*** SOURCE EXCERPT ***
McAvoy’s accent ranges heavily from something close to his own to a truly horrid English one, as he displays a sort of vaudeville crazy scientist routine that’s about as appealing as nails scratching on his blackboard would be (although in true modern Hollywood style he often prefers to write on the floor), whilst Radcliffe mopes around like a wooden monkey, pushed aimlessly around by his mentor and the equally whimsical screenplay. Jessica Brown Findlay appears in a love interest role that is really a hopeless distraction for the story, but her performance, and her beauty, is in such contrast to everything around her that she ends up being one of the film’s saving graces in the end.

Similarly, the final section that takes place at Dunnottar castle in Scotland finally begins to build something resembling visual tension (Dracula’s castle may have been based on Slains Castle which is also in Aberdeenshire, incidentally) but it’s not long before all is forcibly throttled down the privy once more. We see Frankenstein, for example, go up to his creation declaring in despair ‘it’s not life!’, well the thing just got up and walked toward you on its own matey it looks pretty alive to me, and then everyone goes into hysterics for no reason and, well, one very much sympathises with the monster who is likely smarter than everyone else combined. Tremendously realised sets and costumes (if you are ever in Edinburgh check out Frankenstein’s pub for more on the same theme) but overall this just feels like a bad TV episode they couldn’t be bothered even properly linking scenes together in.
***
SET EXERCISE 1: Duplicate the stretch of the film review from "McAvoy’s accent ranges" through "in the end.".
The film review above has no connection to the entries that follow it.
*** LISTED ENTRIES ***
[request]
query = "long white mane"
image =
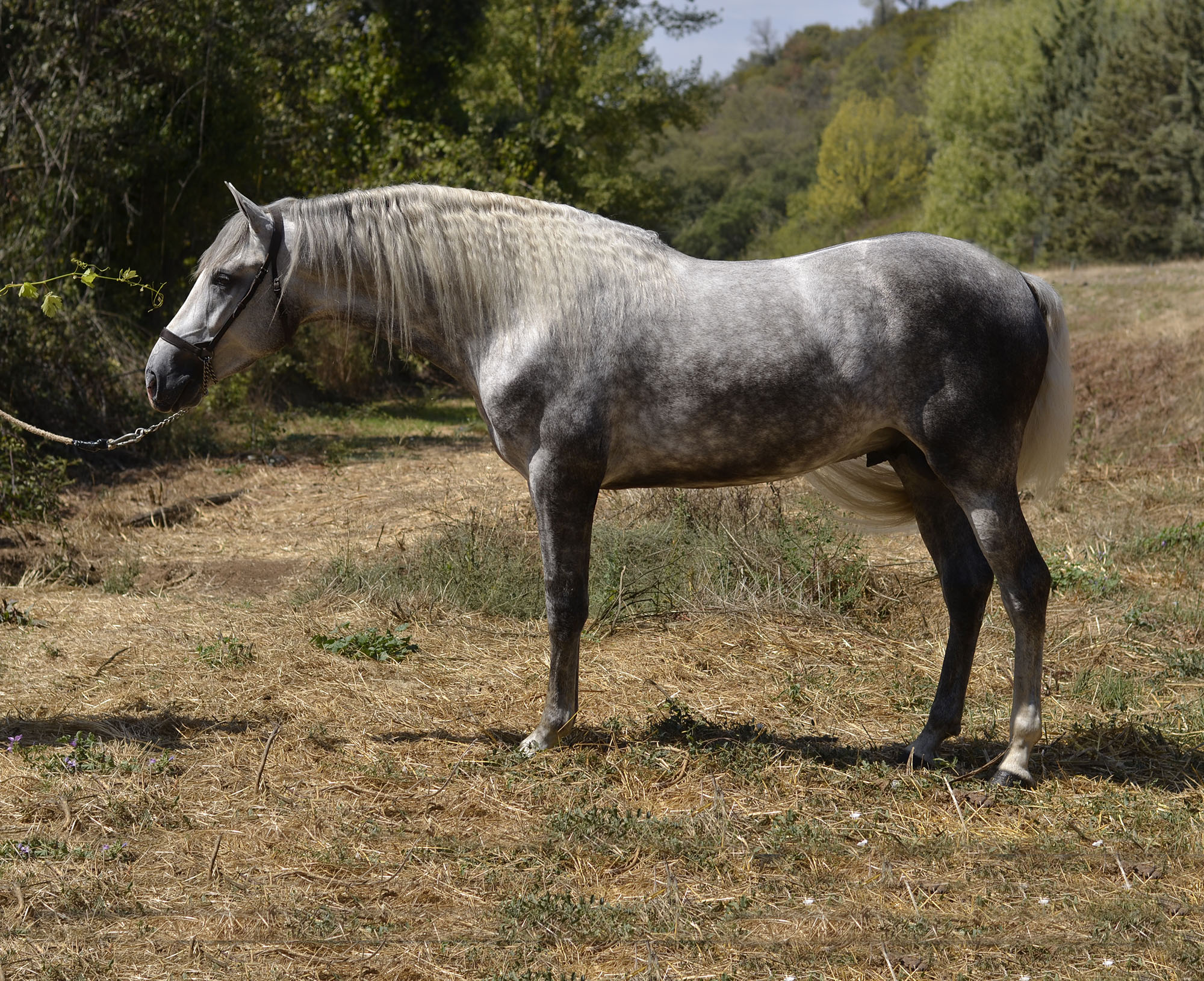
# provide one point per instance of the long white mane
(486, 262)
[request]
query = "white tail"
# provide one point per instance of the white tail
(876, 494)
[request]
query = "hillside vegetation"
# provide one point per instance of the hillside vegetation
(1044, 131)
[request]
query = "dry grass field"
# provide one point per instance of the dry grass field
(191, 786)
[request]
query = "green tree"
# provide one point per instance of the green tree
(1125, 181)
(871, 166)
(978, 91)
(734, 180)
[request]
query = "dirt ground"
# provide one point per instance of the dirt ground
(193, 788)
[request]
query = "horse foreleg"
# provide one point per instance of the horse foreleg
(564, 499)
(966, 582)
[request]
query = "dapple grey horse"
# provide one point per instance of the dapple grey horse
(919, 378)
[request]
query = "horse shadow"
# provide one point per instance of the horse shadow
(156, 730)
(1120, 751)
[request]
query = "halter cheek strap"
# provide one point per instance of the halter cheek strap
(205, 350)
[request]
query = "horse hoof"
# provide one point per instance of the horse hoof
(916, 758)
(1007, 779)
(532, 745)
(538, 743)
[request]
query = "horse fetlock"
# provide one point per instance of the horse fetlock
(1006, 777)
(539, 741)
(923, 751)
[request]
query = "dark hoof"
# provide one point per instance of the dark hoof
(908, 757)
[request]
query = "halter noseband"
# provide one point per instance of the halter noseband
(205, 350)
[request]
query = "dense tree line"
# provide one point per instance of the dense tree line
(1042, 129)
(121, 120)
(1071, 129)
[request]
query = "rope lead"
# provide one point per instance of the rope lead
(96, 446)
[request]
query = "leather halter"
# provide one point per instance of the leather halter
(205, 350)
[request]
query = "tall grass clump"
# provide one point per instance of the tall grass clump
(654, 552)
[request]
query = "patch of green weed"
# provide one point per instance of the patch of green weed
(369, 645)
(38, 847)
(1106, 687)
(1095, 575)
(552, 918)
(226, 652)
(678, 552)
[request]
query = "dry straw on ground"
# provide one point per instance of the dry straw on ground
(199, 789)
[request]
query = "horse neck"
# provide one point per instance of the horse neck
(338, 309)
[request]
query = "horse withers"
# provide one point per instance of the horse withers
(917, 380)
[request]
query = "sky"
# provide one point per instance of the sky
(722, 46)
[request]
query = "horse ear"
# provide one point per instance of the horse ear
(261, 221)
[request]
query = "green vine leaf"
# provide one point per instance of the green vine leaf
(52, 304)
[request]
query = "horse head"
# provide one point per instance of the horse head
(232, 317)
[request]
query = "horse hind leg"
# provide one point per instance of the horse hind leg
(1008, 545)
(966, 581)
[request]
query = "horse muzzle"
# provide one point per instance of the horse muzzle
(175, 381)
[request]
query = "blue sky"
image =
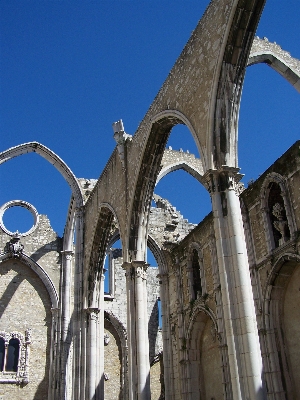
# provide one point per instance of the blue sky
(69, 69)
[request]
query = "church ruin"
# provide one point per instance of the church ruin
(218, 318)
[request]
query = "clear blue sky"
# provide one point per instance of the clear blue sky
(69, 69)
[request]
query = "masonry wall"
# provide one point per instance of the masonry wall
(25, 304)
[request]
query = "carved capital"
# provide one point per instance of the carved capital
(136, 269)
(68, 254)
(222, 179)
(14, 246)
(93, 313)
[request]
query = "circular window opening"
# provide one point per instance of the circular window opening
(18, 218)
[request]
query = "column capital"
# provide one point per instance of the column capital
(136, 268)
(93, 312)
(224, 178)
(68, 254)
(162, 277)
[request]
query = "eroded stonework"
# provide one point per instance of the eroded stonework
(218, 316)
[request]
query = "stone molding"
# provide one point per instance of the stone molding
(22, 374)
(24, 204)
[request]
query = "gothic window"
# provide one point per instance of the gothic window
(277, 212)
(277, 215)
(14, 355)
(2, 354)
(197, 287)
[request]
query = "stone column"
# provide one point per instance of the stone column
(53, 354)
(79, 316)
(237, 297)
(92, 353)
(137, 326)
(166, 334)
(67, 256)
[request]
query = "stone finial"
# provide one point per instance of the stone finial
(14, 246)
(120, 137)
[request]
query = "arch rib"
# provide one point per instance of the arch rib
(42, 274)
(263, 51)
(52, 158)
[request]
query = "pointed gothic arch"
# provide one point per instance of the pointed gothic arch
(52, 158)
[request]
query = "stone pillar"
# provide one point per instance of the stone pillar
(53, 354)
(237, 297)
(67, 256)
(137, 326)
(79, 316)
(92, 352)
(166, 334)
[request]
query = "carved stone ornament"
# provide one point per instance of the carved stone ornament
(281, 224)
(106, 339)
(21, 376)
(14, 246)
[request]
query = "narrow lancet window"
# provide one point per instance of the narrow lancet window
(12, 355)
(197, 287)
(277, 215)
(2, 354)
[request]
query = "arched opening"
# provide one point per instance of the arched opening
(275, 105)
(12, 355)
(205, 368)
(38, 183)
(282, 316)
(181, 185)
(2, 354)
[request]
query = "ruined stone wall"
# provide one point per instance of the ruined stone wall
(25, 304)
(117, 305)
(43, 245)
(275, 276)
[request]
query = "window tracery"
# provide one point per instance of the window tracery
(14, 357)
(276, 210)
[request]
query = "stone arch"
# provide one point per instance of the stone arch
(184, 165)
(158, 254)
(161, 126)
(183, 121)
(264, 197)
(206, 373)
(52, 158)
(263, 51)
(230, 72)
(277, 359)
(42, 274)
(102, 235)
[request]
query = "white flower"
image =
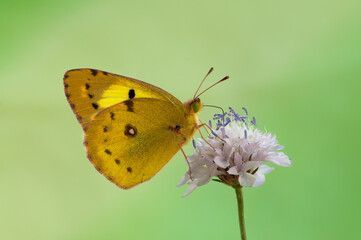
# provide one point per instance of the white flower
(235, 154)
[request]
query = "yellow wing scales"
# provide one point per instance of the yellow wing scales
(131, 141)
(89, 91)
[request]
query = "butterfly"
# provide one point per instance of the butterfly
(131, 128)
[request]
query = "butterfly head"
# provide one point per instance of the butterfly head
(194, 105)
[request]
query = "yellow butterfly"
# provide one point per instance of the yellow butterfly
(132, 128)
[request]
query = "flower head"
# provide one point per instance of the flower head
(235, 153)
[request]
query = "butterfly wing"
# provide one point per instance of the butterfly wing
(89, 91)
(131, 141)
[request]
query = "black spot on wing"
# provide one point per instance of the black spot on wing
(130, 131)
(130, 105)
(95, 106)
(131, 93)
(94, 72)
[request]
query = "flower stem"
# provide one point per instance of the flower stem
(242, 225)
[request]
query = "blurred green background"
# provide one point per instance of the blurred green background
(295, 65)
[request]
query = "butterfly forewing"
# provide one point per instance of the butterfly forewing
(131, 141)
(90, 91)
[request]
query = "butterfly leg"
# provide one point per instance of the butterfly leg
(204, 126)
(185, 156)
(199, 130)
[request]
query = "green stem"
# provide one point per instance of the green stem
(242, 225)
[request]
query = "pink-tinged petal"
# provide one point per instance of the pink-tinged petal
(219, 160)
(246, 179)
(279, 158)
(251, 165)
(233, 170)
(264, 169)
(260, 179)
(238, 160)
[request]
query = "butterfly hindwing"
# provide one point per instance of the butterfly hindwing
(90, 91)
(131, 141)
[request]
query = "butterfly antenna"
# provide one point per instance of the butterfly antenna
(214, 107)
(223, 79)
(209, 72)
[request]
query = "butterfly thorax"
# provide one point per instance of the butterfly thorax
(193, 107)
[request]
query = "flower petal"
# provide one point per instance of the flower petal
(246, 179)
(279, 158)
(233, 170)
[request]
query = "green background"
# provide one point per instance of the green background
(295, 65)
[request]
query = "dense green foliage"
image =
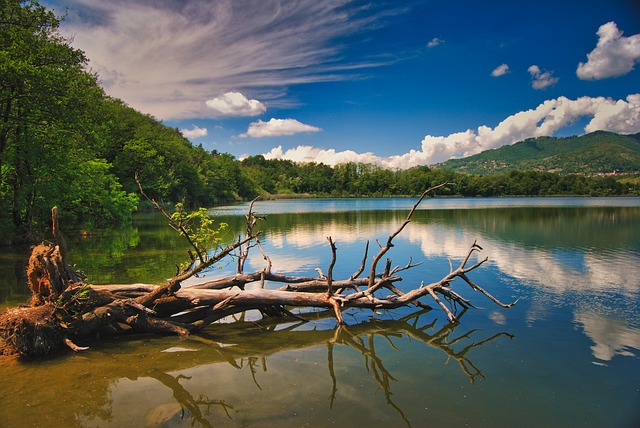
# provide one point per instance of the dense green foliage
(64, 142)
(594, 153)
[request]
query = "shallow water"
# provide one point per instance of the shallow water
(568, 354)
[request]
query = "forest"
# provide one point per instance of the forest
(64, 142)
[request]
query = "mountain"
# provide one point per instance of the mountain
(594, 153)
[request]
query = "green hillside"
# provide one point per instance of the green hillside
(598, 152)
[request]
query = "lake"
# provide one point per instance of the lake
(568, 354)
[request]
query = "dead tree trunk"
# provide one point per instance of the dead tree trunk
(65, 309)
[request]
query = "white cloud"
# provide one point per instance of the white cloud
(541, 79)
(500, 70)
(277, 128)
(434, 42)
(167, 58)
(235, 104)
(196, 132)
(622, 116)
(614, 55)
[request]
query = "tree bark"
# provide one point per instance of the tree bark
(64, 309)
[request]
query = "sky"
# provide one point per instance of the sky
(396, 83)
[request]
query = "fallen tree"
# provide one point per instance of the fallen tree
(65, 309)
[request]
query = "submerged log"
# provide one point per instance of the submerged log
(65, 309)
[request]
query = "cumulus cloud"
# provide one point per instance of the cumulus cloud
(500, 70)
(277, 128)
(614, 55)
(541, 79)
(434, 42)
(167, 58)
(196, 132)
(235, 104)
(622, 116)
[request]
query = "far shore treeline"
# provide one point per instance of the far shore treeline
(65, 143)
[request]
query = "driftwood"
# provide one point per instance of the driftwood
(65, 309)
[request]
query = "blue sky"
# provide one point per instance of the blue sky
(398, 83)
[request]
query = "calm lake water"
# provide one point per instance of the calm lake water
(567, 355)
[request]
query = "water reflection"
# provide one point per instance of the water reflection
(611, 337)
(209, 380)
(577, 258)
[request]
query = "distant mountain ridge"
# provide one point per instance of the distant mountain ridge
(599, 152)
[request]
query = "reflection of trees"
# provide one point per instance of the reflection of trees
(186, 399)
(90, 386)
(361, 337)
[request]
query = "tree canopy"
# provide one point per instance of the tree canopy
(65, 143)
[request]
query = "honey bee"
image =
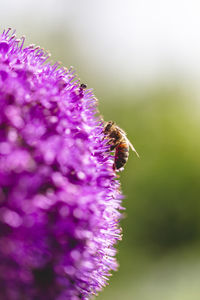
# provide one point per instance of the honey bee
(118, 141)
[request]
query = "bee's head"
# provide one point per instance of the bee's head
(108, 126)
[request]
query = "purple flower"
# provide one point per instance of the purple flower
(59, 197)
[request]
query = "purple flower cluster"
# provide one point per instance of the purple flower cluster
(59, 197)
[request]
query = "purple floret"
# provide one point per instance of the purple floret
(59, 197)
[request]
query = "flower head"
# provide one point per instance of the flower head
(59, 197)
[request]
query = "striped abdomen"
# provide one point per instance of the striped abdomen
(121, 155)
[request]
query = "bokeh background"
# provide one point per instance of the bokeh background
(142, 57)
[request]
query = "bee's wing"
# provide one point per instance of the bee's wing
(131, 146)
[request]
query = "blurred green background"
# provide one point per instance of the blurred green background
(143, 60)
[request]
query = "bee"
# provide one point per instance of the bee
(119, 142)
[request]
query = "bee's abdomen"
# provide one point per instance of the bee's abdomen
(121, 155)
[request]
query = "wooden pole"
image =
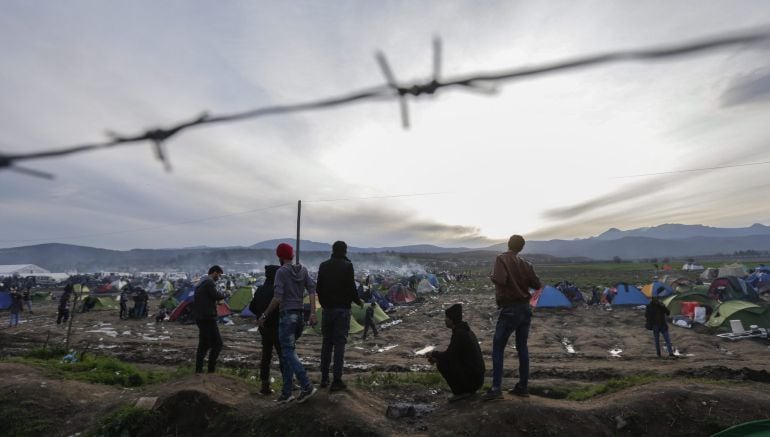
***
SET EXERCISE 2: Pick out each line of the entries that contains the string "striped", and write those lines down. Case counts.

PROBLEM SOLUTION 1:
McAvoy’s accent ranges heavily from something close to his own to a truly horrid English one, as he displays a sort of vaudeville crazy scientist routine that’s about as appealing as nails scratching on his blackboard would be (although in true modern Hollywood style he often prefers to write on the floor), whilst Radcliffe mopes around like a wooden monkey, pushed aimlessly around by his mentor and the equally whimsical screenplay. Jessica Brown Findlay appears in a love interest role that is really a hopeless distraction for the story, but her performance, and her beauty, is in such contrast to everything around her that she ends up being one of the film’s saving graces in the end.

PROBLEM SOLUTION 2:
query = "striped abdomen"
# provide one point per instance of the striped abdomen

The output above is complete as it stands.